Inspectors should have freer rein this time, being allowed under the new resolution to interview witnesses without government officials present, and, at least nominally, being able to take scientists and their families out of the country, according to Reuters. Experts said that it might not be possible to take scientists away, however.
But there will undoubtedly be difficulties as well. Previous inspectors complained of Iraqi officials routinely interfering with and preventing effective searches. In one instance in December 1998, Iraqis only allowed four inspectors to search the vast offices of the ruling Baath Party.
In other cases, officials forbade inspectors from photocopying documents or filming searches. A particularly contentious issue involved whether or not inspectors would be allowed access to at least eight presidential palaces.
The U.S. claimed Saddam was using the buildings to hide weapons programs. Baghdad claimed allowing inspectors in would violate Iraq's sovereignty. It was Iraq's intransigence over presidential palaces that led to the U.S.-British bombing in December 1998.
....
▶ **Given request 1**: Quote the passage on inspections in Iraq, starting at the words "But there will" and stopping after "eight presidential palaces.".
▶ **Given request 2**: Copy every line of the entries that contains the string "chair", matching case exactly.
....
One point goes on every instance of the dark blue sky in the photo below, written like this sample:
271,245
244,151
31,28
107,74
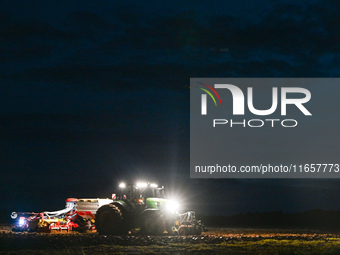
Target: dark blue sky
95,93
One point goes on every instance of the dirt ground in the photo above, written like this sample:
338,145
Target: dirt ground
216,241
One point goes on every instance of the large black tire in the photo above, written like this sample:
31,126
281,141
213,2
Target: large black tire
109,221
154,224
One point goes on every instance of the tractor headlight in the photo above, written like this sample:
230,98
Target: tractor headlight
21,221
141,184
172,206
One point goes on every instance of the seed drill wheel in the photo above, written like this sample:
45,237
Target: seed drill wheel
109,220
154,224
183,230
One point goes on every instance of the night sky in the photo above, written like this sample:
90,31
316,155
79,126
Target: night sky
97,92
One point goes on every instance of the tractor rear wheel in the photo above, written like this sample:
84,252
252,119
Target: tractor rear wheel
154,224
109,220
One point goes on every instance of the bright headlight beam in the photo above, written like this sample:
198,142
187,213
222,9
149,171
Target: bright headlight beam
141,184
172,206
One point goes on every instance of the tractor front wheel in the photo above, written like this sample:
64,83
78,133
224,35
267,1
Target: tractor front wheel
154,224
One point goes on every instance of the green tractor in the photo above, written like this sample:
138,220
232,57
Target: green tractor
143,207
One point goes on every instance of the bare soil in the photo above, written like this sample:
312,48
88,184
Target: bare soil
216,241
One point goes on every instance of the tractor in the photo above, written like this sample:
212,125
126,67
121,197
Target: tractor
143,207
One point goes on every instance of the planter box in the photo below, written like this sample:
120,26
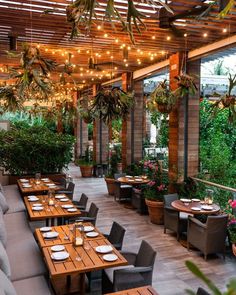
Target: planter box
54,176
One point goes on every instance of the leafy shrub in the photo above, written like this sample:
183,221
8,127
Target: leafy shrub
28,150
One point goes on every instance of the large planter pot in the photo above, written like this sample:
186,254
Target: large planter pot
156,211
86,170
53,176
110,185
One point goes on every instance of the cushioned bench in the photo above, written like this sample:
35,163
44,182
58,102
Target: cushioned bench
21,259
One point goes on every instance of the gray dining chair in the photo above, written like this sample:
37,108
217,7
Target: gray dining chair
173,220
208,237
116,235
122,191
82,203
137,273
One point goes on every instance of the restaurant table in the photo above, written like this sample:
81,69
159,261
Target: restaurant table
146,290
82,259
134,181
65,235
187,207
40,188
49,212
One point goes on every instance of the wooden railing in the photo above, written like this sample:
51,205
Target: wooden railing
220,186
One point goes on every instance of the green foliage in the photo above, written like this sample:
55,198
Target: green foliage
231,286
28,150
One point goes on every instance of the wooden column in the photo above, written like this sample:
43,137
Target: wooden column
132,127
126,86
81,133
194,68
176,126
100,138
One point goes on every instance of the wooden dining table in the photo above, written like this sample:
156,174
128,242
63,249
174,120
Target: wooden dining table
40,188
49,212
190,207
146,290
133,180
82,259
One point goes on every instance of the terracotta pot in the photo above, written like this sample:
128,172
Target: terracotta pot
110,185
86,171
156,211
234,249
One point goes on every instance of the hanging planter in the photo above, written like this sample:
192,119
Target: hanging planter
111,104
228,100
186,85
162,99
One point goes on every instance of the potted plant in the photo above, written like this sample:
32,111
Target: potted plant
155,191
162,98
86,164
112,169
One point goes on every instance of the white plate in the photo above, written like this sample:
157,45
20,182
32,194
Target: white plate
26,185
60,255
24,180
57,248
185,200
59,196
196,200
88,228
51,235
37,208
37,205
92,234
207,208
64,199
45,229
104,249
110,257
195,209
72,210
68,206
33,199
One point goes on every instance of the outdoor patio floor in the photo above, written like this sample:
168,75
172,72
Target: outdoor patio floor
170,276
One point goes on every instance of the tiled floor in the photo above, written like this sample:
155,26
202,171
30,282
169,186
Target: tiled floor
170,274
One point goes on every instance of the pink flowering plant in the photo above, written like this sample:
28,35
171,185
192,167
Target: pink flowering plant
231,211
157,187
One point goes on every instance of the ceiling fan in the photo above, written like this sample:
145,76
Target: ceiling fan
167,19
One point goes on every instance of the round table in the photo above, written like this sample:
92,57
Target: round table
186,207
133,180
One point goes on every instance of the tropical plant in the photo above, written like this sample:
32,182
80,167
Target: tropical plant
82,13
162,98
157,187
28,150
112,104
30,79
186,85
231,286
227,101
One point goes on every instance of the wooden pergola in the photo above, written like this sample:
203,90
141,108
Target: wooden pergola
43,23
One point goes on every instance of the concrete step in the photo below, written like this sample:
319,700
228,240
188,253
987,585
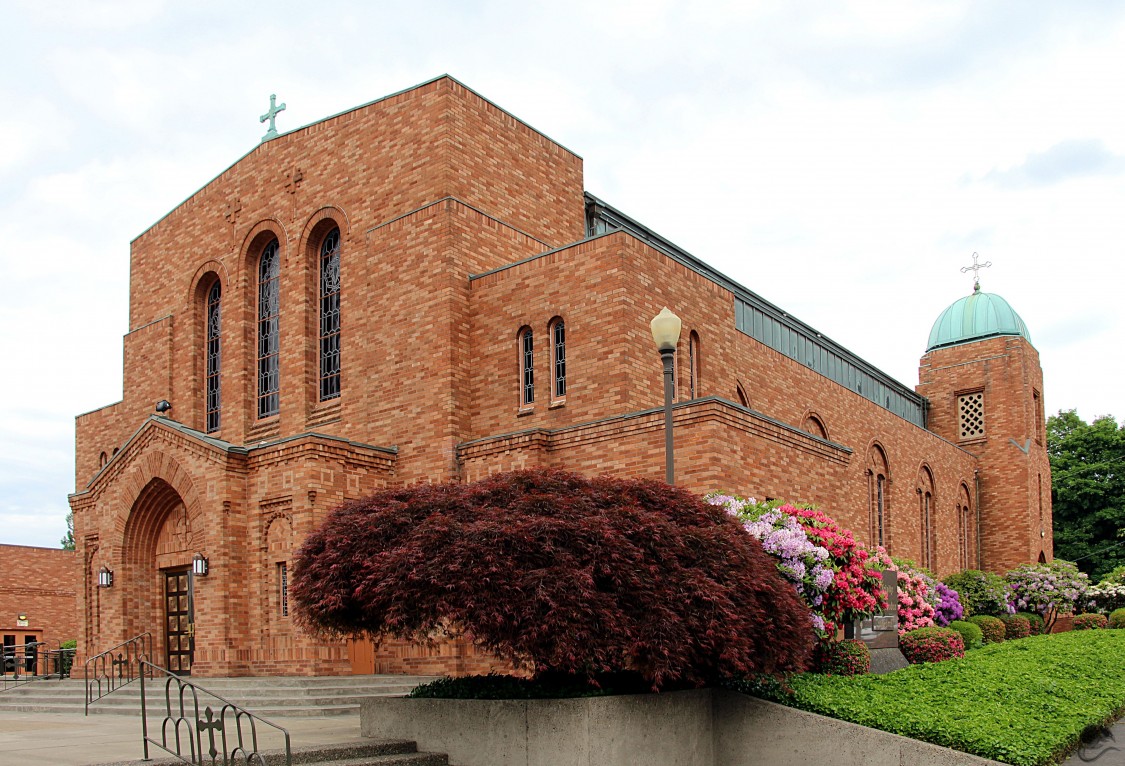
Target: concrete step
356,753
264,695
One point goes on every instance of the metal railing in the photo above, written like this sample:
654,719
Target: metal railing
116,667
232,736
24,663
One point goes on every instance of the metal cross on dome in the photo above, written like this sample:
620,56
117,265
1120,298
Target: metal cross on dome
271,115
975,269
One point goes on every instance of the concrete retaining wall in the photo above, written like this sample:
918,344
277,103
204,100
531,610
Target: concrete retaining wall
699,728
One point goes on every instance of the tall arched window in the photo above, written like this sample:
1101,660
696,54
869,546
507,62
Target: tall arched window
269,314
527,367
693,366
878,476
330,316
213,397
558,359
926,516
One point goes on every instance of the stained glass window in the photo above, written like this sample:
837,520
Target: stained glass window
269,311
330,316
214,402
528,367
558,338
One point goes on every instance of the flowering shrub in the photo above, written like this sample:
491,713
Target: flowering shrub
1034,620
556,571
948,606
932,645
970,633
1015,625
842,658
1090,621
980,592
854,589
991,628
1105,596
915,611
1046,588
799,560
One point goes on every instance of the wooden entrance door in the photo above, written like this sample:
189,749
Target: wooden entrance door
179,621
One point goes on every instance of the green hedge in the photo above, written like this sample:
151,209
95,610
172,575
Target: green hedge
1023,702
....
▶ **Solution 1**:
But there will undoubtedly be difficulties as well. Previous inspectors complained of Iraqi officials routinely interfering with and preventing effective searches. In one instance in December 1998, Iraqis only allowed four inspectors to search the vast offices of the ruling Baath Party.
In other cases, officials forbade inspectors from photocopying documents or filming searches. A particularly contentious issue involved whether or not inspectors would be allowed access to at least eight presidential palaces.

▶ **Solution 2**:
One point goes on every instance of the gray dining chair in the photo above, written like this sample:
Target: gray dining chair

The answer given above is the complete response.